In the footballer profile below, which team did Martínez score against in his first league match with Verdes?
-- Start of Excerpt to read --
Félix Martínez

Personal information
- Full name: Félix Micah Martínez
- Date of birth: 9 July 2005 (age 20)
- Place of birth: Dangriga, Belize
- Position: Forward

Team information
- Current team: Verdes
- Number: 13

Youth career
- 0000–2023: Wagiya

Senior career*
- Years: Team / Apps / (Gls)
- 2023–2024: Wagiya
- 2024–: Verdes

International career^{‡}
- 2024–: Belize U20 / 8 / (6)
- 2024–: Belize / 1 / (1)

= Félix Martínez (footballer) =

Belizean footballer (born 2005)

Félix Martínez (born 9 July 2005) is a Belizean association footballer who currently plays for Premier League of Belize club Verdes FC and the Belize national team.

==Club career==
As a youth, Martínez played for Wagierale FC and was a regular scorer for the club. He played for Wagiya SC of the Premier League of Belize through the end of the opening round of the 2023–24 season. He had scored three goals in the first ten matches of the campaign.

In January 2024, prior to the start of the second half of the season, Martínez moved to league rivals Verdes FC. Soon thereafter, he scored the game-winning goal in a victory over Benque Viejo United FC in the Western Championship, a knock-out tournament to determine the top club in the Cayo District. It was Martínez's first goal for the club. Verdes FC went on to win the tournament. In the opening match of the second half of the season, and Martínez's first league match with Verdes, he scored in a 3–0 victory over Belmopan Bandits.
-- End of Excerpt to read --
-- Start of Data supplied --
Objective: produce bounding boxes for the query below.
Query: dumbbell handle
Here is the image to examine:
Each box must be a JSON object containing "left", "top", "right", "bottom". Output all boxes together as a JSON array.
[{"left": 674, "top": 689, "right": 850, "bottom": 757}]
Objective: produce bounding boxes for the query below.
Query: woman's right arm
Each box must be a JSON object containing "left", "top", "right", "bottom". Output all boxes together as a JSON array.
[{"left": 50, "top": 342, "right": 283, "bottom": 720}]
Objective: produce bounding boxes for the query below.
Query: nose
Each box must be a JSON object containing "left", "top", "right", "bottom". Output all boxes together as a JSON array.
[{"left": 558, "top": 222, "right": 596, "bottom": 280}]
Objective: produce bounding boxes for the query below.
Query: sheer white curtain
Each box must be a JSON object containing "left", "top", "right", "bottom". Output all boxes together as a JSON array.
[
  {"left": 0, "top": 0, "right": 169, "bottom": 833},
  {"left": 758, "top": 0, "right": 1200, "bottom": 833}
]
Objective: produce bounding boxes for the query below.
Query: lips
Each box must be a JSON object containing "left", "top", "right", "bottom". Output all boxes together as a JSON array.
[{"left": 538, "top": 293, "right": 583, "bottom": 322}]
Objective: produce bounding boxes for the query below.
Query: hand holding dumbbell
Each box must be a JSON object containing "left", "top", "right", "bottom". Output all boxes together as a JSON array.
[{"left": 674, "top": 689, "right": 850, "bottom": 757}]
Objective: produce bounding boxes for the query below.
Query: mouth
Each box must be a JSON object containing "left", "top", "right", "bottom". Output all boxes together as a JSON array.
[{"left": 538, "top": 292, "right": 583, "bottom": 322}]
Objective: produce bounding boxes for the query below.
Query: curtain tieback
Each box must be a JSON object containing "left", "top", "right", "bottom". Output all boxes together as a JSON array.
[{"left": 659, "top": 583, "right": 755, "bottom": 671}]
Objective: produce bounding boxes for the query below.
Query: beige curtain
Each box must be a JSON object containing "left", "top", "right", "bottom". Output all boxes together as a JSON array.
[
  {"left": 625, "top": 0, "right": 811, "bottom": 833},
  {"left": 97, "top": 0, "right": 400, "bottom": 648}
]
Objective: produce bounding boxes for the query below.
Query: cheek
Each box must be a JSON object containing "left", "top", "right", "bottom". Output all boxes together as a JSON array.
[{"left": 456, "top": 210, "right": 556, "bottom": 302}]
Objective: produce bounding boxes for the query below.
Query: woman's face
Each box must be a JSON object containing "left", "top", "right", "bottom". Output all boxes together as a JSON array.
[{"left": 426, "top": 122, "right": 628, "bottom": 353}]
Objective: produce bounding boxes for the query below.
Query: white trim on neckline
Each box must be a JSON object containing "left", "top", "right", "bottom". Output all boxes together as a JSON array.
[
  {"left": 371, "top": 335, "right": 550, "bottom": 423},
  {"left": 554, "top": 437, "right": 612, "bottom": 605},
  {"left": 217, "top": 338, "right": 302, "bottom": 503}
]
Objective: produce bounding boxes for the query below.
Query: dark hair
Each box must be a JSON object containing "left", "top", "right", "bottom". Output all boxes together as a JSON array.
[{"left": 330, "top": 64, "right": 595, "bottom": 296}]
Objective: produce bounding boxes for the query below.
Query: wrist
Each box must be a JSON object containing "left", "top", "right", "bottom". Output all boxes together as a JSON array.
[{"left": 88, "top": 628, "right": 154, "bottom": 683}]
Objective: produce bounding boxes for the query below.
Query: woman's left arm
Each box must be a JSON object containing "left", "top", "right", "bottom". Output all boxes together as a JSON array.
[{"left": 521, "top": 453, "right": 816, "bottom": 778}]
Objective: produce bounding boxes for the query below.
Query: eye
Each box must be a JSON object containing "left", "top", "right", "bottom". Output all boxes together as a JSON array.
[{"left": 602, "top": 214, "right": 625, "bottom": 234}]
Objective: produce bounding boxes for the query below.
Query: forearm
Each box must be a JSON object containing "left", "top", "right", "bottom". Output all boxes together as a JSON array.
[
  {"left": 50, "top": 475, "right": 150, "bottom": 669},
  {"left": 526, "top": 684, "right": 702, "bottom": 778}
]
-- End of Data supplied --
__Answer below__.
Belmopan Bandits